======== MATERIAL SUPPLIED

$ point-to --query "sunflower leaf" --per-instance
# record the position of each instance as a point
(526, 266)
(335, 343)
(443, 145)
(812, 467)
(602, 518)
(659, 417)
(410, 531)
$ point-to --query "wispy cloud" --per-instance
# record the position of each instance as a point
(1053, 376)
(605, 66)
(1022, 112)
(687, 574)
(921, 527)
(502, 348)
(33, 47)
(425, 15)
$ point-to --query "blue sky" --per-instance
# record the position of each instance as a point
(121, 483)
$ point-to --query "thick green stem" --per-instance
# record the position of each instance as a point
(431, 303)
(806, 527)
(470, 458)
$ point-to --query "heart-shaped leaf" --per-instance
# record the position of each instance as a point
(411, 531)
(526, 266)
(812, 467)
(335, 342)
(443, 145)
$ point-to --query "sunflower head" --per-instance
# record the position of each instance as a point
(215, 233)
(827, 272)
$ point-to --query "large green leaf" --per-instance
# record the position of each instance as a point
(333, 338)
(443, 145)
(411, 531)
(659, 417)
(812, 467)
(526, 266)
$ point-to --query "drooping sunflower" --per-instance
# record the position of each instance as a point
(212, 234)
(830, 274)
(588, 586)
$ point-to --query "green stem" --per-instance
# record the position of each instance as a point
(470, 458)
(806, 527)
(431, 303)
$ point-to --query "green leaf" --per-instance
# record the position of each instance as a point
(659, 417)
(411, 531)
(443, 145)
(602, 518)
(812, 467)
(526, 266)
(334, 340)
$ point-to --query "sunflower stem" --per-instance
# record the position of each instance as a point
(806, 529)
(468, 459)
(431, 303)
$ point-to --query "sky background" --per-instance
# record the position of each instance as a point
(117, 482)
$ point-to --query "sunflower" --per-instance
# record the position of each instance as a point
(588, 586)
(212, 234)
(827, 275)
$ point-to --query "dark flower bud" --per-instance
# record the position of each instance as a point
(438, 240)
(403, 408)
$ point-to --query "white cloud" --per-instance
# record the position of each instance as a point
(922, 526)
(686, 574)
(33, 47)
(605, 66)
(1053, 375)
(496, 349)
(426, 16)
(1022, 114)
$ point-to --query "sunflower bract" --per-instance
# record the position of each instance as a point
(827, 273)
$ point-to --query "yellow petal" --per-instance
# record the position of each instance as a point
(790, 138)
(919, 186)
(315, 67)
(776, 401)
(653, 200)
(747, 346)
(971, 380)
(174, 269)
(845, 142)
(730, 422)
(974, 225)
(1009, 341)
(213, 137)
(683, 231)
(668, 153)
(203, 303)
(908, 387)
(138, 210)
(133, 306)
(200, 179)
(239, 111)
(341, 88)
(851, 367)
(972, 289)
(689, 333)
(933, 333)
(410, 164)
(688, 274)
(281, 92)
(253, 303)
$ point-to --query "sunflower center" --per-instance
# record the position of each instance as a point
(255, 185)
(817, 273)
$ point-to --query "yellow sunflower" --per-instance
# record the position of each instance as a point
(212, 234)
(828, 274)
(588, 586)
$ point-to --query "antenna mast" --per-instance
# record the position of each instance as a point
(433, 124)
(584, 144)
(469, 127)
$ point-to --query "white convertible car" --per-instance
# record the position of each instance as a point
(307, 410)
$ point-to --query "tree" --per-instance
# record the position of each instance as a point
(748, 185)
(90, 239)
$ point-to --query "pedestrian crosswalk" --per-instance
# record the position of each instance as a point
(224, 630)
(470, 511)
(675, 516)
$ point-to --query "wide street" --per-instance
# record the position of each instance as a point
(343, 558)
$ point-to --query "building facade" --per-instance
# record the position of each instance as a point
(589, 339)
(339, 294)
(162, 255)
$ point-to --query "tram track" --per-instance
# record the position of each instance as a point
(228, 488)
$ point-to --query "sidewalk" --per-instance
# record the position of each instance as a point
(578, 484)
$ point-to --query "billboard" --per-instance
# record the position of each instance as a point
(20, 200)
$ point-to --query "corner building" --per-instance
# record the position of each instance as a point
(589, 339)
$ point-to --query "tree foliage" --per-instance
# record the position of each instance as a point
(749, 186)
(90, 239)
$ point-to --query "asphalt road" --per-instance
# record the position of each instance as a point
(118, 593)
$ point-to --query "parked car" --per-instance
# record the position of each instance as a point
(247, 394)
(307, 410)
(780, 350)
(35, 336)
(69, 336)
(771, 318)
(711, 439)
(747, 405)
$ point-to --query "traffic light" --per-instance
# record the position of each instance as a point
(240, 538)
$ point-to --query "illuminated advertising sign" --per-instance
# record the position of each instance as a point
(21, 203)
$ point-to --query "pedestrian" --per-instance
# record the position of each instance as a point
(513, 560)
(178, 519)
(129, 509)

================

Word for word, write out the data.

$ point-to --query "sunflower leaf" --per-instance
# record the position of each instance as a point
(526, 266)
(335, 343)
(443, 145)
(812, 467)
(602, 518)
(659, 417)
(410, 531)
$ point-to --query "wispy cloud" --per-instance
# record the position of each instance as a point
(1053, 376)
(605, 66)
(1022, 112)
(687, 574)
(921, 527)
(502, 348)
(33, 47)
(425, 15)
$ point-to --query "blue sky" --per-instance
# record the position of each instance as a point
(121, 483)
$ point-to --query "thick green stem" --per-instance
# record the position of each instance as a point
(431, 303)
(806, 527)
(470, 458)
$ point-to --query "heart-shaped leaf" --per-instance
# record the position of each instance as a point
(411, 531)
(526, 266)
(812, 467)
(335, 342)
(443, 145)
$ point-to --query "sunflower head" --per-instance
# record the position of each instance as a point
(215, 233)
(827, 272)
$ point-to --query "large green leaf" --per-instance
# record the position of each instance as a point
(333, 338)
(443, 145)
(411, 531)
(659, 417)
(812, 467)
(526, 266)
$ point-to --query "drooping sunflower" --per-instance
# record the position of each instance as a point
(212, 234)
(830, 274)
(588, 586)
$ point-to --query "green stem" --per-instance
# record the position of each instance as a point
(470, 458)
(806, 527)
(431, 303)
$ point-to --query "green leaf" --per-instance
# record the position of each instance as a point
(659, 417)
(411, 531)
(443, 145)
(602, 518)
(812, 467)
(526, 266)
(334, 340)
$ point-to --query "sunflower stem" --per-instance
# record the position of each instance as a point
(806, 529)
(468, 459)
(431, 303)
$ point-to --query "sky background" --per-instance
# record the position of each instance as a point
(117, 482)
$ point-to --query "sunflower" --per-instance
# record the position of each instance as a point
(588, 586)
(212, 234)
(827, 275)
$ point-to --query "dark flower bud" --per-instance
# record the position of each instance as a point
(438, 240)
(403, 408)
$ point-to --query "white cloud" --per-instance
# record the position of each instance as a point
(922, 526)
(686, 574)
(33, 47)
(605, 66)
(1053, 375)
(496, 349)
(426, 16)
(1022, 114)
$ point-to --query "sunflower bract" --per-instance
# record the position of each instance as a point
(827, 273)
$ point-to --query "yellow petal" --per-instance
# record the position of each instance as a point
(790, 138)
(919, 186)
(315, 67)
(776, 401)
(653, 200)
(747, 346)
(971, 380)
(174, 269)
(845, 142)
(730, 422)
(974, 225)
(1009, 341)
(213, 137)
(683, 231)
(668, 153)
(203, 303)
(908, 387)
(138, 210)
(133, 306)
(200, 179)
(239, 111)
(341, 88)
(851, 367)
(972, 289)
(689, 333)
(933, 333)
(410, 164)
(688, 274)
(281, 92)
(253, 303)
$ point-to --query "sunflower center" --per-instance
# record the position of each instance as a point
(255, 185)
(817, 273)
$ point-to --query "yellow sunflower" --per-instance
# record the position of each instance as a point
(212, 234)
(828, 274)
(588, 586)
$ point-to --query "antenna mast" --per-instance
# record the position of each instance as a point
(433, 124)
(584, 144)
(469, 127)
$ point-to --query "white convertible car" --per-instance
# record the position of each instance as a point
(307, 410)
$ point-to --query "tree" --per-instance
# record the position of each instance as a point
(748, 185)
(90, 239)
$ point-to --query "pedestrian crosswalk" --per-instance
# record the position of each instance as a point
(224, 630)
(470, 511)
(675, 516)
$ point-to --query "wide street" --per-instance
# record the position of each instance as a point
(343, 558)
$ point-to --query "building facade" --per-instance
# record the position of each instance as a point
(589, 339)
(339, 294)
(162, 255)
$ point-to --query "tram track" --per-instance
# record the position of each instance as a point
(228, 488)
$ point-to --query "sidewalk" --per-instance
# record the position of each instance as a point
(578, 484)
$ point-to --query "billboard" --per-instance
# record the position of each instance as a point
(20, 200)
$ point-to --query "corner building" --per-instance
# record the position of each instance as a point
(589, 339)
$ point-to --query "tree foliage" --per-instance
# record the position of each instance as a point
(749, 186)
(90, 239)
$ point-to --query "asphalt road" --per-instance
# record the position of each instance as a point
(118, 593)
$ point-to --query "parked car" --per-instance
# record the position of each instance as a point
(247, 394)
(307, 410)
(780, 350)
(35, 336)
(69, 336)
(771, 318)
(711, 439)
(747, 405)
$ point-to --query "traffic light" --per-instance
# record the position of each instance as a point
(240, 538)
$ point-to --query "illuminated advertising sign" --per-instance
# record the position of each instance as a point
(21, 203)
$ point-to --query "pedestrian" --per-instance
# record the position of each instance as a point
(513, 560)
(178, 519)
(129, 509)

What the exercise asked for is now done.